• _Data shown_:
-- Opening Marker --

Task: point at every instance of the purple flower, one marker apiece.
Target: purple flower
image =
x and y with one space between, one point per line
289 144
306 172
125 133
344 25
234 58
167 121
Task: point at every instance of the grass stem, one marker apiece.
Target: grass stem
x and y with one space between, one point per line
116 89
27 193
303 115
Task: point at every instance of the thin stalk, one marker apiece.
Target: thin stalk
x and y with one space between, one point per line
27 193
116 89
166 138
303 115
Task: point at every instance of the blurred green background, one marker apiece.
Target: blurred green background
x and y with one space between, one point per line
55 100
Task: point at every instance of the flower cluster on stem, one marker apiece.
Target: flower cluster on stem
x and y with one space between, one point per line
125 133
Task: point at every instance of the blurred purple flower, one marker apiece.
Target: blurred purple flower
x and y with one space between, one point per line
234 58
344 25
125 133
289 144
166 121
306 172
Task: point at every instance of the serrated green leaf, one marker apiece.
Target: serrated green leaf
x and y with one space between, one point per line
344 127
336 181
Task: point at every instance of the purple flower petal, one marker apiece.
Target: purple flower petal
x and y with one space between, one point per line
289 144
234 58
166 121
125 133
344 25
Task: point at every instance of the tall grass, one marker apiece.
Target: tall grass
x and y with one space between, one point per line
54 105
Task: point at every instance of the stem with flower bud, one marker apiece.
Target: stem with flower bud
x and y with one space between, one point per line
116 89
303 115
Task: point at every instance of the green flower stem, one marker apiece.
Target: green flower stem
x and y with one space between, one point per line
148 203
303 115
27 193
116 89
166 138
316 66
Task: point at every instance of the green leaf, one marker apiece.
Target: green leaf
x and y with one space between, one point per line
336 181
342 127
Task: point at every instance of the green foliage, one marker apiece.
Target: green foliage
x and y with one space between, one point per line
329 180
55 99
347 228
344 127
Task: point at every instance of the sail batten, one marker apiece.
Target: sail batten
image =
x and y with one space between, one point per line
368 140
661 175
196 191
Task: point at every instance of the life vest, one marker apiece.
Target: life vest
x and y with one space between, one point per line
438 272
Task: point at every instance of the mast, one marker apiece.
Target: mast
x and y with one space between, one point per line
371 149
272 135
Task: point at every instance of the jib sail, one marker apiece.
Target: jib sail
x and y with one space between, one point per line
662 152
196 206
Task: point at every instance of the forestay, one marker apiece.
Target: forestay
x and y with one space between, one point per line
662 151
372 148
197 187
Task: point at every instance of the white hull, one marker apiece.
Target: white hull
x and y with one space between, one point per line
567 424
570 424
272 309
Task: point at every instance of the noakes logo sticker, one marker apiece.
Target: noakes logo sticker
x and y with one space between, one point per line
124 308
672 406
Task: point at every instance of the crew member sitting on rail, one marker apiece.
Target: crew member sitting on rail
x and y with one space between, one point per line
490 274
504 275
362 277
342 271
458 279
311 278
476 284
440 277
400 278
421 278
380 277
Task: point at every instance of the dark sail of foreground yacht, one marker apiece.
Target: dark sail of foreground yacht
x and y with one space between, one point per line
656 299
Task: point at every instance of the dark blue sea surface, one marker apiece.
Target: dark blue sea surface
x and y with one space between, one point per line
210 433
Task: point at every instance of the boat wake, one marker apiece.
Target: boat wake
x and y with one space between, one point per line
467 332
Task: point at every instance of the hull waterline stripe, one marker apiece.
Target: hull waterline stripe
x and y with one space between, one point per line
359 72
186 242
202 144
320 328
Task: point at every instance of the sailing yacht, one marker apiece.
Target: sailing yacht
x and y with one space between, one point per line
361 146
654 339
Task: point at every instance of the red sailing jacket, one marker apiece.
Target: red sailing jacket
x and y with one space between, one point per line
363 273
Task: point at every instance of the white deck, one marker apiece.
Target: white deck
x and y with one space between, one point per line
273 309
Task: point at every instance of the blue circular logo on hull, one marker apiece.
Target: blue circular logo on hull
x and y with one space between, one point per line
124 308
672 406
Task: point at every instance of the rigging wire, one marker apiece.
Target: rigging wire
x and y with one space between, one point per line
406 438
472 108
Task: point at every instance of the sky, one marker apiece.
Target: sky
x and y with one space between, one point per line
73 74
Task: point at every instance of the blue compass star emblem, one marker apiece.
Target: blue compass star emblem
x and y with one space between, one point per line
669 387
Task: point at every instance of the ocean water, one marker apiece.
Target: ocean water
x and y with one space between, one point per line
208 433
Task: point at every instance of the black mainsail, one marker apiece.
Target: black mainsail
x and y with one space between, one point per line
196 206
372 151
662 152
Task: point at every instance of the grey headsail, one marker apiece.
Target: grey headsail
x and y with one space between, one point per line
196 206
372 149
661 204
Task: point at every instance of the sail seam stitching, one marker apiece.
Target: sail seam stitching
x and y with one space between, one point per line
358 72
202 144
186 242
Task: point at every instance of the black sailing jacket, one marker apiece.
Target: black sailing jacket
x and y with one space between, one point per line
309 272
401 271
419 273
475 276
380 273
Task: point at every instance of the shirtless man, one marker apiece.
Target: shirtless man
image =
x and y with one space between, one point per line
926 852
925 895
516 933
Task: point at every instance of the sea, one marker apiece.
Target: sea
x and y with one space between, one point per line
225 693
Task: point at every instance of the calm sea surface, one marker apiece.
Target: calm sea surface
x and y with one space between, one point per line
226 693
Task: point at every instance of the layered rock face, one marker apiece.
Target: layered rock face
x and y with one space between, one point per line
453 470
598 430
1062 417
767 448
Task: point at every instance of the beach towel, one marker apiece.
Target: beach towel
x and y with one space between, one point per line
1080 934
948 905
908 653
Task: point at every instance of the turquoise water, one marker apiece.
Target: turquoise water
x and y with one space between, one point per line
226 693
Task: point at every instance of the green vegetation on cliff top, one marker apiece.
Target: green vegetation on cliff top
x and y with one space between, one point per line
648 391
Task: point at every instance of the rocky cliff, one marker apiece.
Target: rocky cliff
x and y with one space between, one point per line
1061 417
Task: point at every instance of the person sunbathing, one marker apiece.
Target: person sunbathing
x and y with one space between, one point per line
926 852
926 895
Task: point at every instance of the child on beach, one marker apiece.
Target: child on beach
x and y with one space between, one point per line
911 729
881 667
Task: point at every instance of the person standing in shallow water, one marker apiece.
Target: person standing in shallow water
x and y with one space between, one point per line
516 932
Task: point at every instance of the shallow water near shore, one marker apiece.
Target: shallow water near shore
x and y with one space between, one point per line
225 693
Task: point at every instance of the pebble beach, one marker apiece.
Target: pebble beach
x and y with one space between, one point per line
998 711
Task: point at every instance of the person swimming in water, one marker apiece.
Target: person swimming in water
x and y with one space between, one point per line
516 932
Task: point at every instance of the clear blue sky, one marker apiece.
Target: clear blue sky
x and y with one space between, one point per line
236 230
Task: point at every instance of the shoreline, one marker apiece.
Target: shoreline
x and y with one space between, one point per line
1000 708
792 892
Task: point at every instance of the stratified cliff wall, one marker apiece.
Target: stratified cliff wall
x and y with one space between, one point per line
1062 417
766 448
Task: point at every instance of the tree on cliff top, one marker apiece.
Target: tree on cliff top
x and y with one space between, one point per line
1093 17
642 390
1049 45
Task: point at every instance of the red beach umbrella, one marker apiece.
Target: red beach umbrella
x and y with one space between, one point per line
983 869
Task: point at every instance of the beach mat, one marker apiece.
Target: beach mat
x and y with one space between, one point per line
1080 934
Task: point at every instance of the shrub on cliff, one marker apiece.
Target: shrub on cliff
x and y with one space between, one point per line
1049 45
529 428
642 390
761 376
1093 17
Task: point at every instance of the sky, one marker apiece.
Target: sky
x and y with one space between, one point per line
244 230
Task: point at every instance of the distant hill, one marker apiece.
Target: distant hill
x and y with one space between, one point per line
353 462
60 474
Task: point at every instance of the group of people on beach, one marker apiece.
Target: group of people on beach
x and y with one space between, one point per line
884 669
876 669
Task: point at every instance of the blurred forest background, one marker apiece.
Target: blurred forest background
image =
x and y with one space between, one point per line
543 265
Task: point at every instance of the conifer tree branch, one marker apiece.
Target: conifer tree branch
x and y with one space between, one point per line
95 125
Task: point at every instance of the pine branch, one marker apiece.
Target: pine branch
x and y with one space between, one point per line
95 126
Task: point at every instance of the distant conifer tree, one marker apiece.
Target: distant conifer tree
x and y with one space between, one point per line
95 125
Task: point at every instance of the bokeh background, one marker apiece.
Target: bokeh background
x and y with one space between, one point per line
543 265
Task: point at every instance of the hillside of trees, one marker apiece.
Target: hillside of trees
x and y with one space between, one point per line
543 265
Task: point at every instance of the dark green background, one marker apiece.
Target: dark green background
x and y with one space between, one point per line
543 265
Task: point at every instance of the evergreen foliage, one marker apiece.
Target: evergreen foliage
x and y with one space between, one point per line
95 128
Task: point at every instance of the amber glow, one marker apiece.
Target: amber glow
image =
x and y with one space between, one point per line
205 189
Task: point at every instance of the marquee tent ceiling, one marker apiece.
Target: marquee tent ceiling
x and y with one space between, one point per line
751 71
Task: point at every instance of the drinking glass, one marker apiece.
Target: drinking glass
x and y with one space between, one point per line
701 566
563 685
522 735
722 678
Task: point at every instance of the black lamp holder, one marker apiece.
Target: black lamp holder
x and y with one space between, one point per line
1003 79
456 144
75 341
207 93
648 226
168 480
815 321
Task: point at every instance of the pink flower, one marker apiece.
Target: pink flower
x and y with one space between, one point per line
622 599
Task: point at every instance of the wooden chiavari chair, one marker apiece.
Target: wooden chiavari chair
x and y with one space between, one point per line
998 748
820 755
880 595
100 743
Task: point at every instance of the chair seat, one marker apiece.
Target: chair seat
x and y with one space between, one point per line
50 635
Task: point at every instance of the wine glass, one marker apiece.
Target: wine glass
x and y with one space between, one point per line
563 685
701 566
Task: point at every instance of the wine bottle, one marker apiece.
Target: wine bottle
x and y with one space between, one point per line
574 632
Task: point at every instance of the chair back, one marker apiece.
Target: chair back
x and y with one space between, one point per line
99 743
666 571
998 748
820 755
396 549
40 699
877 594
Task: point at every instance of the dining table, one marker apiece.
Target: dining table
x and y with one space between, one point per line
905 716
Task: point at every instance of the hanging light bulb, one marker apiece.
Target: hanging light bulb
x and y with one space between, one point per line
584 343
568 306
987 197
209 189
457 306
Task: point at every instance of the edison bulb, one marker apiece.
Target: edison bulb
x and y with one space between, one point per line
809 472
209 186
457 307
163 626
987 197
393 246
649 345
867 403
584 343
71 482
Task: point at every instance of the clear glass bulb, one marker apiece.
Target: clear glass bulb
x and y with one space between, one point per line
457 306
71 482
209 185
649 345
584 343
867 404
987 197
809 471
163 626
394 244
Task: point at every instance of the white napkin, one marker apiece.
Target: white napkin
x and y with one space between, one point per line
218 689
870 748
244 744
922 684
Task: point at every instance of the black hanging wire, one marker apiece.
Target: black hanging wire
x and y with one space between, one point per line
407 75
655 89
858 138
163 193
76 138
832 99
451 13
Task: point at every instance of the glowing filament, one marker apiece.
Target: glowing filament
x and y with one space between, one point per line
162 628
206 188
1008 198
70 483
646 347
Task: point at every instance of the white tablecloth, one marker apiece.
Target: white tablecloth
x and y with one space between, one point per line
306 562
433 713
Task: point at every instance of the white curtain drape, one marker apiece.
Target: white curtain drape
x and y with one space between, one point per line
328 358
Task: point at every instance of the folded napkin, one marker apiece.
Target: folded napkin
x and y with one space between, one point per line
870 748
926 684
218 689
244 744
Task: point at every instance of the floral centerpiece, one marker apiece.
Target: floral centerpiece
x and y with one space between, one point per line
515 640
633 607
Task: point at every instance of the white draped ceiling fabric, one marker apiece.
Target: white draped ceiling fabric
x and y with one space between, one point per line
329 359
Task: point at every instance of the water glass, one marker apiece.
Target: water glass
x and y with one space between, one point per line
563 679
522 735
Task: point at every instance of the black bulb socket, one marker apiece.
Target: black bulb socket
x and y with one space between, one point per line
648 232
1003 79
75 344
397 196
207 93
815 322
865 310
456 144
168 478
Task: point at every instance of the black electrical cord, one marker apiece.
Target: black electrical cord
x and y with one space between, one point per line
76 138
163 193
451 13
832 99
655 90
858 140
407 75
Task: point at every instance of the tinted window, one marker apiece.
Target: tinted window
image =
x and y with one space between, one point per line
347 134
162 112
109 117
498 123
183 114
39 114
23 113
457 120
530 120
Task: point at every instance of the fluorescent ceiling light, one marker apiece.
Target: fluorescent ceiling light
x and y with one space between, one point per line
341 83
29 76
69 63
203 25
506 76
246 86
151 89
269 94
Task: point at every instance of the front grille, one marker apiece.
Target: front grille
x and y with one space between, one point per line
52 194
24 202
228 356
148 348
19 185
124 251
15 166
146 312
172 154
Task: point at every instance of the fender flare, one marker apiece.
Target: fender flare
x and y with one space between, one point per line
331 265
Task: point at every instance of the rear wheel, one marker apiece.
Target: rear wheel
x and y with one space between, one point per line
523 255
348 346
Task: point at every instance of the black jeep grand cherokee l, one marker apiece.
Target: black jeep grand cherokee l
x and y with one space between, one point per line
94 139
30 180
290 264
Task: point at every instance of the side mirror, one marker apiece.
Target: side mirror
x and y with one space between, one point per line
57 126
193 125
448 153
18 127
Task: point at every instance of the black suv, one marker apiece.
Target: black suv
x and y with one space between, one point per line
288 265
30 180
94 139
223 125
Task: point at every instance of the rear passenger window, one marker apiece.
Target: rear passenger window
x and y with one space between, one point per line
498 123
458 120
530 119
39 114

-- Closing Marker --

• _Work instruction_:
Copy each line above containing the string "branch".

• _Result of this task_:
Task: point at every instance of the conifer tree branch, one marker apiece.
Target: conifer tree branch
Task: point at every instance of the pine branch, one marker apiece.
Target: pine branch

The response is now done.